══ Data for this exercise ══
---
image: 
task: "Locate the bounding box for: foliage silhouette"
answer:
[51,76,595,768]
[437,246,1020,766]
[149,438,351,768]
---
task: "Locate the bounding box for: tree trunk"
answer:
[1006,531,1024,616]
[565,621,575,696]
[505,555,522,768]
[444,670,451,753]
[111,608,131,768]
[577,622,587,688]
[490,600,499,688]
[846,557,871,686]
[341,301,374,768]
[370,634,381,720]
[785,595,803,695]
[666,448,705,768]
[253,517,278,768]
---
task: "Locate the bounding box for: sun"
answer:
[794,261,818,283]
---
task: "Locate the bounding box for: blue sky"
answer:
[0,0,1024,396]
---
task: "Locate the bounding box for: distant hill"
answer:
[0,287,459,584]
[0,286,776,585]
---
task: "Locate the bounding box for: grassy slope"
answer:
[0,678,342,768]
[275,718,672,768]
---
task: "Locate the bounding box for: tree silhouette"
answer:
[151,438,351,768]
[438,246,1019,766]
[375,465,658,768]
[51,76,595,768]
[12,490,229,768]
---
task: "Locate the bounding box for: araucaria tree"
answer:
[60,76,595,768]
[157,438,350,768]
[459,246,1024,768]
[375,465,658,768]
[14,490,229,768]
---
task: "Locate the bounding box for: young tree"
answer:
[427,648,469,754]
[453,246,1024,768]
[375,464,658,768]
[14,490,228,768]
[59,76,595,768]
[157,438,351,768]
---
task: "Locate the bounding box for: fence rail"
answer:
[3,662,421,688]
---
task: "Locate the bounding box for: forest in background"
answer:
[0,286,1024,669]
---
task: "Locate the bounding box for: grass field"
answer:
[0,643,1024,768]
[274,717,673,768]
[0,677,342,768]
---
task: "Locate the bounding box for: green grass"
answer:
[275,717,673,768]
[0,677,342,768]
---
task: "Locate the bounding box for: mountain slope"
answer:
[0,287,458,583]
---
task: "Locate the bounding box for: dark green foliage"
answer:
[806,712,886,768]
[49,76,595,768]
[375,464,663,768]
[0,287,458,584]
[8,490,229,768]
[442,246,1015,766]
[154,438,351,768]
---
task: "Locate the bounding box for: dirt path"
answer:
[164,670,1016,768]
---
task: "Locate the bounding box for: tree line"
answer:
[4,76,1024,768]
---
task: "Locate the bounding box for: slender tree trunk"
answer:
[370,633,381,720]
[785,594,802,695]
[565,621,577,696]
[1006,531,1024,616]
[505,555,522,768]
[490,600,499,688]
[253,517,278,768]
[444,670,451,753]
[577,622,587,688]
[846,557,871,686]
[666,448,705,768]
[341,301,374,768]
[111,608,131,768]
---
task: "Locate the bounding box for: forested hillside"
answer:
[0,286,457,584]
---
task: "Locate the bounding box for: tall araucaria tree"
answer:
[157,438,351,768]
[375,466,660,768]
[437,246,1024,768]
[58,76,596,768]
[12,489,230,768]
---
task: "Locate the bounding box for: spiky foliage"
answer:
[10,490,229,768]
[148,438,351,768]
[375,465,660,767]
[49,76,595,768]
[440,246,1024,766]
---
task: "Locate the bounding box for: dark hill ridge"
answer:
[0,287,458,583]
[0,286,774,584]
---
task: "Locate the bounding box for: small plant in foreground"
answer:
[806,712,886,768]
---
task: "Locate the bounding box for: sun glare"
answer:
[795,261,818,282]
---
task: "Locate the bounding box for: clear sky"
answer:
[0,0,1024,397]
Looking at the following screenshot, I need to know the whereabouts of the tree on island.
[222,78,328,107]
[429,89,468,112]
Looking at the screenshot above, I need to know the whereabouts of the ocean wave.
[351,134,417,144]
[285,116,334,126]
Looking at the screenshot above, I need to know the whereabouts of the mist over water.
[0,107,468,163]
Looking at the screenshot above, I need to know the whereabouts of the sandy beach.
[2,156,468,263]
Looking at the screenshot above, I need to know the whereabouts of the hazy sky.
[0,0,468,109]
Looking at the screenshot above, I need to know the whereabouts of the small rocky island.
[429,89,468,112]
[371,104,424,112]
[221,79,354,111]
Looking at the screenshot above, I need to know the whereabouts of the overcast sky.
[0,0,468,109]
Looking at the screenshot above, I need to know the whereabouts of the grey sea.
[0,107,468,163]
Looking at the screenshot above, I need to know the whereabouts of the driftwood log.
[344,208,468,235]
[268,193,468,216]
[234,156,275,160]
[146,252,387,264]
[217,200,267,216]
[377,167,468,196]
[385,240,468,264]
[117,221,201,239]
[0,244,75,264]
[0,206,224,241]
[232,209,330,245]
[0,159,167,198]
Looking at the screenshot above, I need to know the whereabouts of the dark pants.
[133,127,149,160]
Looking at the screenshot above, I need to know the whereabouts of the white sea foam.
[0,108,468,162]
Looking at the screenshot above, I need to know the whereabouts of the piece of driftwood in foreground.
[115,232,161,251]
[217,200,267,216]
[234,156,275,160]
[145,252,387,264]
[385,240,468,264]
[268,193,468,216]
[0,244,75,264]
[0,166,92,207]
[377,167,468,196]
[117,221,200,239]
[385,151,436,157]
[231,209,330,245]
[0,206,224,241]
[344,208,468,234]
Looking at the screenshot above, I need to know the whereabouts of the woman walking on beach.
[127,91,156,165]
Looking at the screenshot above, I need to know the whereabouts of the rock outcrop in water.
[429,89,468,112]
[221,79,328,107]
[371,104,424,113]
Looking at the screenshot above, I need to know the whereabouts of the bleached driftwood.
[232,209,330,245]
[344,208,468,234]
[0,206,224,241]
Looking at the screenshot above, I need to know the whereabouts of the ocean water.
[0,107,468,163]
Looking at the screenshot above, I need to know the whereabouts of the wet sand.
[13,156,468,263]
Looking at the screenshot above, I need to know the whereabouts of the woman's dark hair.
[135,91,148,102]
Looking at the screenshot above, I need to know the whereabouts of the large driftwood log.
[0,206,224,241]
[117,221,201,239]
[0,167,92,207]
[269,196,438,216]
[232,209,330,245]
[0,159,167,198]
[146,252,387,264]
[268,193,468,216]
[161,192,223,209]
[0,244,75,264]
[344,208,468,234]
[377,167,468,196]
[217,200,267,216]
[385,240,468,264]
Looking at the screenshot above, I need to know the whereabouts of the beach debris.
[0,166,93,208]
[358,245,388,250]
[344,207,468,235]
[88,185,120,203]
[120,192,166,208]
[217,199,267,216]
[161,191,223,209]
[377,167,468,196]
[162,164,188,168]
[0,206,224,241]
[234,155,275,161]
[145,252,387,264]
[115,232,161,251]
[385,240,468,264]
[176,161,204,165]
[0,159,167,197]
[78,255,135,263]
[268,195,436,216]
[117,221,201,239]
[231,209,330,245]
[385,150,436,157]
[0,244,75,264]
═══
Goal of the exercise
Gather every line of the records above that contains the string "green". The match is case-sensitive.

Exercise response
task: "Locate the bounding box for: green grass"
task: "Locate the bounding box for: dark green foliage"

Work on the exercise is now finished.